[BEGIN Data to use]
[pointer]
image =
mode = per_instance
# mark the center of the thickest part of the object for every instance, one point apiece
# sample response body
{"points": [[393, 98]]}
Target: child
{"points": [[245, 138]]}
[END Data to use]
→ What to produce: Format each line of the records above as a numbered list, leaving out any blank lines.

→ Response to this exercise:
1. [pointer]
2. image =
3. mode = per_instance
4. # mark the center of the thickest part of the object for every instance, one point apiece
5. # sample response body
6. {"points": [[393, 98]]}
7. Target: child
8. {"points": [[245, 138]]}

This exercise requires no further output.